* _EXERCISE_:
Please reproduce the entries in full. Keep every character the same.

[Stored dataset items]
*** Begin section ***

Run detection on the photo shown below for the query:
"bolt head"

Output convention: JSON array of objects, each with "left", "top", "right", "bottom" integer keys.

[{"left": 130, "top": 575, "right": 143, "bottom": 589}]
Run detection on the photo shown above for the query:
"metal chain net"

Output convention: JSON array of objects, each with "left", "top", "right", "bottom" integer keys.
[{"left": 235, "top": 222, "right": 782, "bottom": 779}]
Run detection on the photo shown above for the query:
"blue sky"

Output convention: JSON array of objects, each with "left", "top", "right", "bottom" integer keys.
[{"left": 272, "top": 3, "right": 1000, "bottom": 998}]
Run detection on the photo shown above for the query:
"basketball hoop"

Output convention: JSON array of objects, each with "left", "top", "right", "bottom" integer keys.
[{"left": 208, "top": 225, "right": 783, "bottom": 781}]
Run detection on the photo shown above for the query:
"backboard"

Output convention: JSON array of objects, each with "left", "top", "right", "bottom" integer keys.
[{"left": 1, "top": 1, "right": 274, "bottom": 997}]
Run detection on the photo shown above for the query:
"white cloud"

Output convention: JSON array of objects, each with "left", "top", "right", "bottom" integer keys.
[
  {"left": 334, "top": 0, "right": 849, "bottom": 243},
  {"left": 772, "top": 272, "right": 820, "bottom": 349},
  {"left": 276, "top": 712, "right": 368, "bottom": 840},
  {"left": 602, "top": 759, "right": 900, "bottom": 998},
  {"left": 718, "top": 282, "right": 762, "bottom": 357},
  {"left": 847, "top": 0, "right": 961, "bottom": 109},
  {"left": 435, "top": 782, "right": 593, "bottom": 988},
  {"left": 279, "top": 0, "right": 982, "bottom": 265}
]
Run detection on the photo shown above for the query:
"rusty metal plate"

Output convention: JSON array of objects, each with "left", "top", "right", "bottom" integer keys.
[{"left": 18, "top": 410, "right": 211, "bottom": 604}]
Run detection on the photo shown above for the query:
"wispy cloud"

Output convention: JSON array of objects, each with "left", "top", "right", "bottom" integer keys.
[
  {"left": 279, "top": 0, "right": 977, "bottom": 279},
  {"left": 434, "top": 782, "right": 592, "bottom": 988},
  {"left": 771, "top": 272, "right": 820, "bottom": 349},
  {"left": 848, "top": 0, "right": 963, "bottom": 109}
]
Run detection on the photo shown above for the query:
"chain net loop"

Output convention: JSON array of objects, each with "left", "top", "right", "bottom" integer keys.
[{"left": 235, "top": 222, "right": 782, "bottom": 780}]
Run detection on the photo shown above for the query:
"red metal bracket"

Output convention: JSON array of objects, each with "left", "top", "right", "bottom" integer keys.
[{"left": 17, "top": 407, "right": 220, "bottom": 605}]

*** End section ***

* _ANSWER AREA_:
Run detection on the photo shown below for the query:
"bolt head"

Output convention: JSON array of objects, each with "left", "top", "right", "bottom" integer keys.

[{"left": 130, "top": 575, "right": 143, "bottom": 589}]
Run detection on the photo shown above for the query:
"metal chain net"

Output convention: JSON array of objects, each with "left", "top", "right", "bottom" integer keys.
[{"left": 235, "top": 222, "right": 782, "bottom": 779}]
Run detection on the photo shown above for the query:
"blue sky"

Output convention: JSON array of objects, each with "left", "top", "right", "bottom" integer keys.
[{"left": 272, "top": 3, "right": 1000, "bottom": 998}]
Run detection on the photo shown above for the query:
"basketball hoop"

Output convention: JSON array of objects, each with "left", "top", "right", "bottom" integer keys.
[{"left": 208, "top": 225, "right": 783, "bottom": 781}]
Run detection on the photo shown above for the query:
"backboard"

Output convention: JSON array of objects, each with "left", "top", "right", "bottom" integer keys.
[{"left": 1, "top": 1, "right": 274, "bottom": 997}]
Run detection on the photo shown above for the query:
"white cloud"

Output convention: JSON array of objects, each with "left", "top", "right", "bottom" integer keys.
[
  {"left": 334, "top": 0, "right": 849, "bottom": 243},
  {"left": 772, "top": 272, "right": 820, "bottom": 349},
  {"left": 276, "top": 712, "right": 368, "bottom": 840},
  {"left": 602, "top": 759, "right": 900, "bottom": 998},
  {"left": 718, "top": 282, "right": 762, "bottom": 357},
  {"left": 847, "top": 0, "right": 961, "bottom": 109},
  {"left": 435, "top": 782, "right": 593, "bottom": 988},
  {"left": 279, "top": 0, "right": 982, "bottom": 265}
]
Run detection on the photo shown above for the query:
"rusty metal plate"

Output convention: JSON array of objects, each with "left", "top", "right", "bottom" integer keys.
[{"left": 18, "top": 410, "right": 211, "bottom": 604}]
Run detection on the photo shown above for the query:
"wispy cloud"

Output convention: JSON array of objects, each with "left", "top", "right", "bottom" integer keys.
[
  {"left": 279, "top": 0, "right": 977, "bottom": 279},
  {"left": 434, "top": 782, "right": 592, "bottom": 988},
  {"left": 771, "top": 272, "right": 820, "bottom": 349},
  {"left": 848, "top": 0, "right": 963, "bottom": 109}
]
Run detection on the photo shown above for the query:
"chain net loop"

Output convention: JSON array of objects, each with "left", "top", "right", "bottom" integer keys.
[{"left": 235, "top": 222, "right": 782, "bottom": 780}]
Run detection on the photo shown above for the query:
"red metal bracket"

Output convention: JSON array of objects, each with "left", "top", "right", "bottom" integer keys.
[{"left": 17, "top": 407, "right": 220, "bottom": 605}]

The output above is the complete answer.